Given instruction - Format the stretch of the records below from the line containing "Q: Locate the digital" through the end of the records as a Markdown table, using the columns Row and Line. Give a row number and the line for each entry, and leave out blank lines.

* BEGIN Dataset records *

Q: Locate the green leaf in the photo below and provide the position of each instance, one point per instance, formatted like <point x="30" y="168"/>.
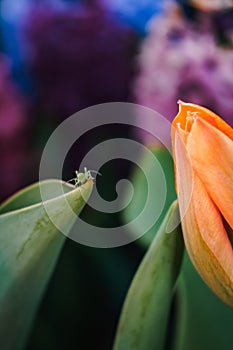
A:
<point x="29" y="246"/>
<point x="140" y="191"/>
<point x="145" y="313"/>
<point x="203" y="321"/>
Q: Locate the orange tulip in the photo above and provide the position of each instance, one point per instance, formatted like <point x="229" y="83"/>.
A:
<point x="203" y="154"/>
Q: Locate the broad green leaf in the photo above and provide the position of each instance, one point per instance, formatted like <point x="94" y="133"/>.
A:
<point x="144" y="319"/>
<point x="203" y="321"/>
<point x="29" y="248"/>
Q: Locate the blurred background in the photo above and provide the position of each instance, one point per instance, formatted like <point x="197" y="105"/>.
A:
<point x="60" y="56"/>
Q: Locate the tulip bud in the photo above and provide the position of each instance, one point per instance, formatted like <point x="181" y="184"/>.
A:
<point x="203" y="154"/>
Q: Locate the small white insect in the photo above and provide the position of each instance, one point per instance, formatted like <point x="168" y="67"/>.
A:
<point x="82" y="178"/>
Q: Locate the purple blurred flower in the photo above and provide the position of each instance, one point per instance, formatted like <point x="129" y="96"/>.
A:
<point x="180" y="60"/>
<point x="13" y="127"/>
<point x="79" y="55"/>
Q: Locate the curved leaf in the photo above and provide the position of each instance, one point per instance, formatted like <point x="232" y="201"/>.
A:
<point x="29" y="246"/>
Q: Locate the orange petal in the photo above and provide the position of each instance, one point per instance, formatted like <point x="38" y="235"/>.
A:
<point x="205" y="237"/>
<point x="211" y="154"/>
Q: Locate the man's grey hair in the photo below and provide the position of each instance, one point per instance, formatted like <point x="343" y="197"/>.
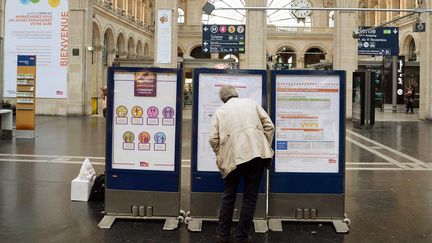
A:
<point x="227" y="92"/>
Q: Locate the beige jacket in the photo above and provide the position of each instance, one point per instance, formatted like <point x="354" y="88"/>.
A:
<point x="241" y="130"/>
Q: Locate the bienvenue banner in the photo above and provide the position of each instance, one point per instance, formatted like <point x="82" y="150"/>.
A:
<point x="37" y="27"/>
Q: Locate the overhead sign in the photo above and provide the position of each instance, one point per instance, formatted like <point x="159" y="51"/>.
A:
<point x="223" y="38"/>
<point x="381" y="41"/>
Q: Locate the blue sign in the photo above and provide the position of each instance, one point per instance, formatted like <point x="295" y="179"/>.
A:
<point x="26" y="60"/>
<point x="381" y="41"/>
<point x="223" y="38"/>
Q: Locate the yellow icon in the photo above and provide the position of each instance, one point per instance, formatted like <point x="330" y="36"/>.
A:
<point x="137" y="111"/>
<point x="54" y="3"/>
<point x="121" y="111"/>
<point x="128" y="137"/>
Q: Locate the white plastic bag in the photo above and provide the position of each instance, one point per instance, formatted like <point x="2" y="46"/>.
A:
<point x="87" y="172"/>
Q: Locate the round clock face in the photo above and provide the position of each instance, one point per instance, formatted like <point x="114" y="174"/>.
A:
<point x="301" y="14"/>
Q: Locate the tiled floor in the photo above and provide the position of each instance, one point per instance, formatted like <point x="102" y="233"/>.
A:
<point x="388" y="187"/>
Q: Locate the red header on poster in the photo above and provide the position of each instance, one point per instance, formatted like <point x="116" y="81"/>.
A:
<point x="145" y="84"/>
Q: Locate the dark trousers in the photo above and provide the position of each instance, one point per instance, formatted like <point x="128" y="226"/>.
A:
<point x="251" y="172"/>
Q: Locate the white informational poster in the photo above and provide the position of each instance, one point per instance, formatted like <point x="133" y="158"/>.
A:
<point x="307" y="124"/>
<point x="247" y="85"/>
<point x="38" y="28"/>
<point x="144" y="115"/>
<point x="164" y="36"/>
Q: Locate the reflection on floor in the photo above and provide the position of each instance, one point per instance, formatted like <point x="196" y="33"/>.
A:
<point x="388" y="187"/>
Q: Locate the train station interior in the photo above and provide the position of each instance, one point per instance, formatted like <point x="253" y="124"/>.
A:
<point x="64" y="65"/>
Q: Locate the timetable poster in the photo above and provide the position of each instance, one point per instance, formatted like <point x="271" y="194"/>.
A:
<point x="144" y="121"/>
<point x="247" y="86"/>
<point x="307" y="124"/>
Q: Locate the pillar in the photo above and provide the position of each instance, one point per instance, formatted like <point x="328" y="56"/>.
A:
<point x="319" y="18"/>
<point x="163" y="5"/>
<point x="425" y="111"/>
<point x="79" y="66"/>
<point x="345" y="47"/>
<point x="256" y="37"/>
<point x="2" y="14"/>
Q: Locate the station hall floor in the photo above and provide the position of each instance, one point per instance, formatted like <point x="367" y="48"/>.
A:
<point x="388" y="187"/>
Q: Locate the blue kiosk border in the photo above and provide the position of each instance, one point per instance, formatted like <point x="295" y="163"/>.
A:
<point x="141" y="179"/>
<point x="212" y="181"/>
<point x="206" y="186"/>
<point x="314" y="197"/>
<point x="141" y="194"/>
<point x="311" y="182"/>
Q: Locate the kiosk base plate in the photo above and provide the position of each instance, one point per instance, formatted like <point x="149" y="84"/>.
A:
<point x="195" y="224"/>
<point x="171" y="223"/>
<point x="340" y="225"/>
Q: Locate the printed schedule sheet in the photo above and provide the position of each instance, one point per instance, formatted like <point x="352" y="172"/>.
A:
<point x="307" y="124"/>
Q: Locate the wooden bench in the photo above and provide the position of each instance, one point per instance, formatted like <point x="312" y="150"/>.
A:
<point x="6" y="122"/>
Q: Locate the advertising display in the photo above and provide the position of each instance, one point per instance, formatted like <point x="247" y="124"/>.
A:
<point x="247" y="85"/>
<point x="144" y="121"/>
<point x="38" y="28"/>
<point x="307" y="124"/>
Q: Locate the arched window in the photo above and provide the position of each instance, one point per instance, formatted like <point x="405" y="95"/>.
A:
<point x="118" y="48"/>
<point x="180" y="18"/>
<point x="412" y="55"/>
<point x="285" y="58"/>
<point x="313" y="55"/>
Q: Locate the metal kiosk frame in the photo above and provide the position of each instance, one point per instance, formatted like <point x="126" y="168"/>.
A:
<point x="207" y="186"/>
<point x="143" y="194"/>
<point x="305" y="196"/>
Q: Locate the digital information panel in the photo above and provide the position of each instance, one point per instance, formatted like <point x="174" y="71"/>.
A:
<point x="144" y="117"/>
<point x="207" y="83"/>
<point x="307" y="124"/>
<point x="247" y="86"/>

* END Dataset records *

Task response -
| Row | Line |
|---|---|
| 1 | Q: Locate the digital information panel in the photo above and provide the position of each instance, one point per instance, formatted like <point x="174" y="71"/>. |
| 2 | A: |
| 3 | <point x="144" y="117"/> |
| 4 | <point x="207" y="83"/> |
| 5 | <point x="307" y="124"/> |
| 6 | <point x="247" y="86"/> |